Among the lines below, keep only those from the one containing "If you could drop a marker on the green" through the one containing "If you could drop a marker on the sheet", and reproduce them exactly.

ENTRIES SHOWN:
Segment Open

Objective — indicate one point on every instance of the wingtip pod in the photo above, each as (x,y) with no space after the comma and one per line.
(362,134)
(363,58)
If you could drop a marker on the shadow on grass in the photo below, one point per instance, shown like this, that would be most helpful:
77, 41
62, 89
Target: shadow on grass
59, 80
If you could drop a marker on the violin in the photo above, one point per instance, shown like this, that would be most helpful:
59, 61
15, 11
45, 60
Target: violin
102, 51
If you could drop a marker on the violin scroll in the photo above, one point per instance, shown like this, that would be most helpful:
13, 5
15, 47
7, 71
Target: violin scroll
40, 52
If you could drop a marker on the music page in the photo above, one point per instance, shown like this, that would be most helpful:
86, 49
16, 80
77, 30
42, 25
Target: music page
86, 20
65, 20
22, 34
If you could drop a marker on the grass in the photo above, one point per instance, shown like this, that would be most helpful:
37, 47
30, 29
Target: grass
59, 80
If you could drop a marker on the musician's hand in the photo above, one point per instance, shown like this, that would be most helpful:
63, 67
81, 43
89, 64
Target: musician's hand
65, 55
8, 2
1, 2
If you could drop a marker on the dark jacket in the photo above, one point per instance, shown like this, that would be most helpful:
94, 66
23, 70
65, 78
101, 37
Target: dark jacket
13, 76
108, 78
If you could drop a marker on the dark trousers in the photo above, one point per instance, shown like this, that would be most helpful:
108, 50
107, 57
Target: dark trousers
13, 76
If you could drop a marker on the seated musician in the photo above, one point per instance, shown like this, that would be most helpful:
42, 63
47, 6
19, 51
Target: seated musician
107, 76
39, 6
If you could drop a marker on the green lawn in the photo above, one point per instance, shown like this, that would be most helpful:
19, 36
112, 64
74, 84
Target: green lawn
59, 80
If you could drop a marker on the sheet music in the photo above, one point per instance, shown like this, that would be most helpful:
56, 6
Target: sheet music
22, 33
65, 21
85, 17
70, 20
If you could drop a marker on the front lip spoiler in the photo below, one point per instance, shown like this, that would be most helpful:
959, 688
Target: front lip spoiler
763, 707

Segment Closed

EXERCISE RESULT:
If you could drop a marker on the green lawn in the photo above, one point per instance, shown like this, that would be most helpful:
19, 36
112, 64
74, 84
Target: green lawn
59, 80
If you could drop a marker on the sheet music in the photo above, one point per instance, shown like this, that would be most helpful:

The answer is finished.